*Objective*
Word for word, transcribe the lines below and drop the pictures.
:::
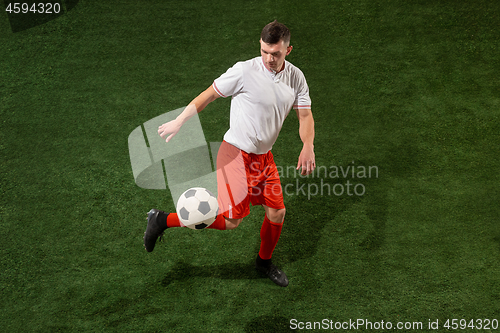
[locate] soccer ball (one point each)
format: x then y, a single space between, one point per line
197 208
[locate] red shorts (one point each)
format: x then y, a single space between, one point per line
244 178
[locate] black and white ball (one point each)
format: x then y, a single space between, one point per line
197 208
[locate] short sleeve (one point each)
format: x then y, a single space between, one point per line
302 99
231 82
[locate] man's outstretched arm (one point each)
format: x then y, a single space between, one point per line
306 131
199 103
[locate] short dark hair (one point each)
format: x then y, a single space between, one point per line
274 32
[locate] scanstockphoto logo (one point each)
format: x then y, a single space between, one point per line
333 180
187 161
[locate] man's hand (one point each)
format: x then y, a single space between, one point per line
172 128
306 162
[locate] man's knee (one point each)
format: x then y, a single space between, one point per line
232 223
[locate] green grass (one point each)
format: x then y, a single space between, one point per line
411 87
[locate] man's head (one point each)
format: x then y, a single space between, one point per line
275 45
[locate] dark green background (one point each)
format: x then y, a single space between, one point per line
409 86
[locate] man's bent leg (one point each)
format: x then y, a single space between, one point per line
269 235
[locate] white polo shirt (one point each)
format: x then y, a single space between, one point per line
261 100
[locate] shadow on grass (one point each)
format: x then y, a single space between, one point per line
182 271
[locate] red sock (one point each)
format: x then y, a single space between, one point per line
269 235
219 223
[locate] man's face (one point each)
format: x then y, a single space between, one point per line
274 54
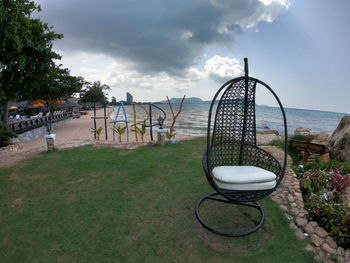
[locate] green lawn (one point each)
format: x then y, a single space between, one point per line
95 204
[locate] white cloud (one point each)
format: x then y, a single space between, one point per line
223 68
155 36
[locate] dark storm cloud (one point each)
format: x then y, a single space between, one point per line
154 35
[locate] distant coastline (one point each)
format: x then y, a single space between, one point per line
196 100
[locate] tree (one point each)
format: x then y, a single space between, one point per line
114 101
59 84
95 93
27 67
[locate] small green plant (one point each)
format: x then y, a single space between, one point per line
296 155
142 131
97 131
120 130
5 136
323 194
343 167
170 134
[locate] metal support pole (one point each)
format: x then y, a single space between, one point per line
104 112
95 120
150 121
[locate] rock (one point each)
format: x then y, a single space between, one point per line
266 137
277 153
295 211
346 195
317 241
340 251
284 208
309 248
313 223
330 241
299 234
305 131
322 138
340 141
326 248
293 226
321 232
309 228
300 221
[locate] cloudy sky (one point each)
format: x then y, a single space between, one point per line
157 48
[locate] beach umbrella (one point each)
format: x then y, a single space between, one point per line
38 103
42 103
57 102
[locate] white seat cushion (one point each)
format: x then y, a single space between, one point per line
246 187
242 175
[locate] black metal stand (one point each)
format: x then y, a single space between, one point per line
211 196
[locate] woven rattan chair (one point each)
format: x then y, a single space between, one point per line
240 172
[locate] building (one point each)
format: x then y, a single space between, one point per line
129 98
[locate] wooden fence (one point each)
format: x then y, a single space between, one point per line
20 126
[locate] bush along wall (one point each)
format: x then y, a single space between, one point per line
326 195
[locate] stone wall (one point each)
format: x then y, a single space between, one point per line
290 199
35 133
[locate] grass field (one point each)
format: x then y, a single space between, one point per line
96 204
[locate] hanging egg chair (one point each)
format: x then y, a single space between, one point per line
238 170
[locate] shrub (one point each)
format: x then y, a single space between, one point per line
323 196
296 155
344 168
5 136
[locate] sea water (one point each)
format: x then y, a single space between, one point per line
193 119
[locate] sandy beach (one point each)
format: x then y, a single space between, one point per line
74 133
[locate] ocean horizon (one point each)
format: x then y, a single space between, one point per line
193 119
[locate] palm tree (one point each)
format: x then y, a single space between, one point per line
120 130
97 131
142 131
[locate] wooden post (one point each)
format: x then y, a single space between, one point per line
104 113
150 121
95 120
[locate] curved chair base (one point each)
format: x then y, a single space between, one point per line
211 196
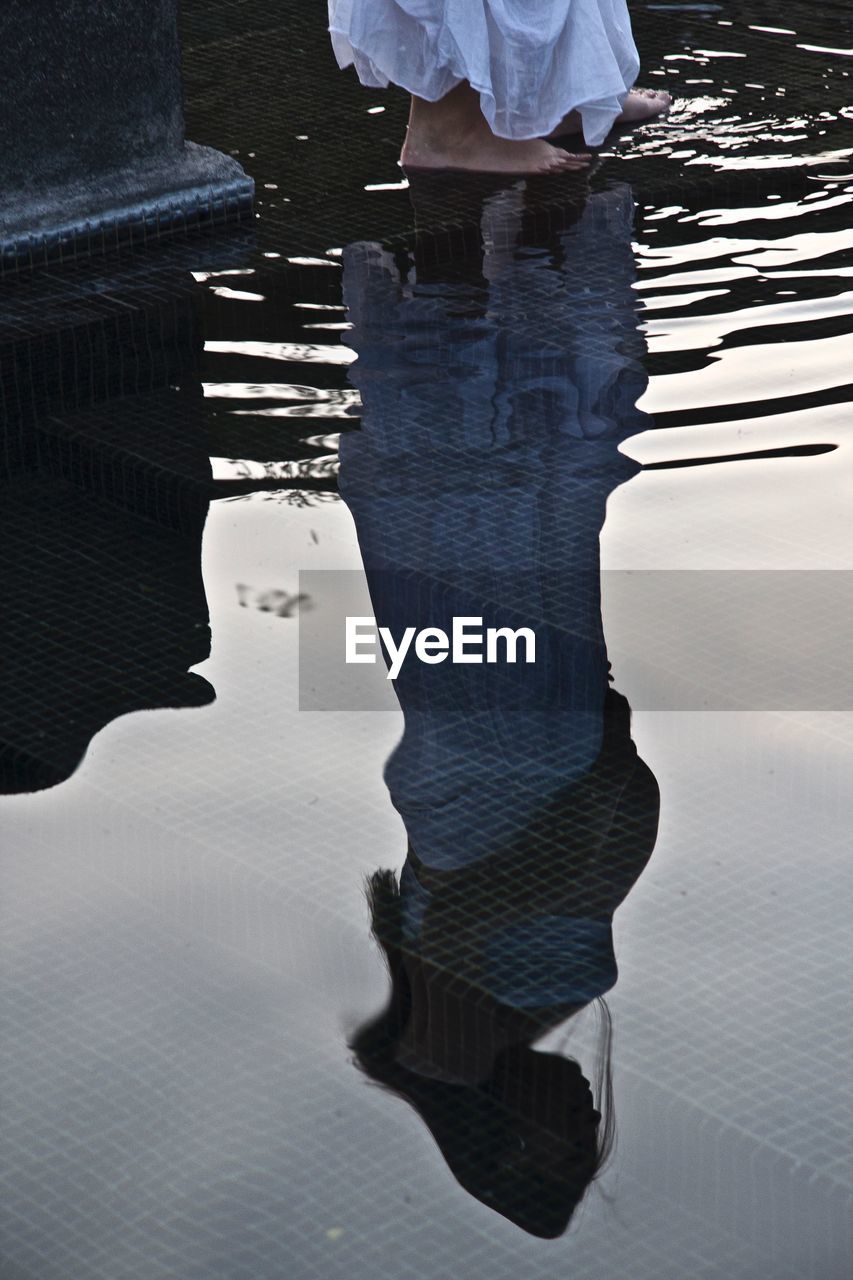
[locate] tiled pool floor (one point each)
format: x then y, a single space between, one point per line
186 936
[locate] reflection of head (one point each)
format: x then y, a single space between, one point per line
518 1128
488 958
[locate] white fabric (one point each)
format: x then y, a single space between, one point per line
530 60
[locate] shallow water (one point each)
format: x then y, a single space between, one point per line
617 411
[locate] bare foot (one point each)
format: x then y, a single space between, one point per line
641 104
454 133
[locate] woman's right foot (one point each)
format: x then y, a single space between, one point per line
454 133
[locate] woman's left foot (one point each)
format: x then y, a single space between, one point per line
641 104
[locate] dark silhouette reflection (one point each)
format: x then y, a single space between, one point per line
496 392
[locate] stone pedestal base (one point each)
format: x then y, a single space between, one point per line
140 202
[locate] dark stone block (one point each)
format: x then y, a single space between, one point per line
92 132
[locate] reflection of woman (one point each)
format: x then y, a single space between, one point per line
493 407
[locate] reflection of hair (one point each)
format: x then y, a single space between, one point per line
527 1139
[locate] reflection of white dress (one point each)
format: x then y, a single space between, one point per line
530 60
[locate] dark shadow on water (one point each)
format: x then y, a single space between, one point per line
496 391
:::
*Problem solution*
[locate] soccer ball (one point each)
format: x then y, a single space between, one point per line
197 208
[locate] red shorts (one point each)
format: x then y, a single space between, one point per line
244 178
[locate] black and white ball (one point each)
format: x then y, a single space between, one point per line
197 208
[locate] short sleeve (one point each)
format: x then y, a single space between, one point per line
302 99
231 82
[locate] man's outstretched arm (one point each)
format: x then y, a single space between, one point per line
306 131
199 103
[locate] short dark hair (one point each)
format: x then y, a single space between, one point per line
274 32
[locate] scanstockphoto logo (one point each)
format: x then y, a single space between, one point per line
333 180
187 161
[locate] man's hand (one point each)
format: x then y, a single space between, one point per line
172 128
306 162
[locate] man's knee (one point each)
format: x then y, a single space between, one point per line
232 223
[locate] green grass (one point each)
format: x then y, a single space between, one point per line
411 87
[locate] man's head (one point each)
format: x then y, a single space between, one point per line
275 45
[locate] dark green background (one point each)
format: x then y, a single space between, one point per line
409 86
[locate] man's bent leg (one point each)
format: x then y, a single space between, one point per line
269 235
[locate] white polo shirt (one point each)
format: x then y, a single space between, one point per line
261 100
[locate] shadow on grass (one point each)
format: x then y, a single space between, one point per line
182 271
[locate] red sock (one point each)
format: x then y, a single space between, one point per line
269 235
219 223
[locate] man's face (one point each)
format: x then y, a single space between, one point per line
274 54
[locate] green lawn (one point each)
format: x then y, a single space between, one point per line
95 204
[locate] white cloud (one point each)
format: x then y, a single space between, one point per line
223 68
155 36
[locate] dark storm cloud (one point each)
format: x then y, a single space between, one point per line
154 35
[locate] distant coastline (one point each)
format: x then y, a single space between, one point per line
196 100
[locate] tree (one point each)
format: x then y, a single space between, one point per line
114 101
59 84
95 93
27 67
[locate] small green plant (one point each)
format: x then y, a single space between, one point per line
296 155
142 131
97 131
120 130
5 136
323 194
343 167
170 134
[locate] metal support pole (one point each)
format: x then y, a single space between, one point per line
104 112
95 120
150 121
[locate] rock (one point each)
format: x then y, a single space between, one point per line
266 137
277 153
295 211
346 195
317 241
340 251
284 208
309 248
313 223
330 241
299 234
305 131
322 138
340 141
326 248
293 226
321 232
309 228
300 221
[locate] cloudy sky (one point each)
format: x then y, a single space between, one point per line
157 48
[locate] beach umbrella (one point each)
format: x then y, a single space between, one point per line
38 103
42 103
57 102
[locate] white seat cushion (one point each)
format: x then y, a single space between, one point per line
246 187
242 175
[locate] black metal stand (one point each)
format: x then y, a single space between, one point per line
211 196
[locate] woven rattan chair (one point each)
format: x then y, a single space between, one point per line
240 172
[locate] building (one point each)
format: x then y, a single space between, one point per line
129 98
[locate] wooden fence (one point each)
format: x then y, a single space between, one point per line
20 126
[locate] bush along wall (one point each)
format: x then y, a single space between, one point per line
326 195
[locate] stone wall (one point each)
format: x then y, a single space between, one point per line
290 199
35 133
[locate] grass field (one point each)
format: x then y, a single space between, one point per line
96 204
[locate] hanging egg chair (one point each)
format: x then y, a single space between, one point per line
238 170
[locate] shrub (one point each)
format: x then y, a single space between, one point per line
323 196
296 155
344 168
5 136
[locate] sea water (one point each)
format: x then y, a single space between, one point per line
193 119
[locate] sandy beach (one point each)
format: x then y, a single space between, one point per line
74 133
[locate] ocean horizon (one point each)
format: x then y, a single space between, one point per line
193 119
[locate] palm tree (one point each)
format: x then y, a single space between, one point per line
120 130
97 131
142 131
[locate] wooden post (one point each)
format: x then y, a single space between, one point per line
104 113
150 121
95 120
[locate] curved chair base (one point each)
format: x then y, a single space between, one point per line
211 196
[locate] tiled pool floor (one point each)
format: x then y, a single space between, one point per line
186 936
[locate] reflection of head (one point each)
format: x then y, a single space between, one point per line
518 1128
488 958
[locate] white fabric (one point each)
format: x then y, a single space between, one point per line
530 60
[locate] shallow water (one point each)
format: x then y, a single space between, one point per line
617 411
[locate] bare foot (one point each)
format: x then y, a single space between, one point per line
641 104
454 133
[locate] woman's right foot (one point each)
format: x then y, a single space between, one point per line
454 133
[locate] woman's left foot (one point each)
format: x then y, a single space between, one point per line
641 104
[locate] dark silhouette reflection (one point each)
format: x then y, a single space between, one point per line
496 392
[locate] stone pedestal base (one point each)
format: x then y, a single space between, one point per line
140 202
[locate] dark stone block (one point each)
format: x then y, a single space between, one point per line
92 132
[locate] reflection of woman (one point each)
format: x then y, a single space between, one point per line
493 407
[locate] reflection of hair (one point each)
format: x then y, a single space between, one point per line
527 1139
[locate] reflection of white dress (one point each)
format: x then y, a single space between, one point per line
530 60
[locate] dark shadow on water (one point each)
format: x then y, a single space between, one point per line
496 391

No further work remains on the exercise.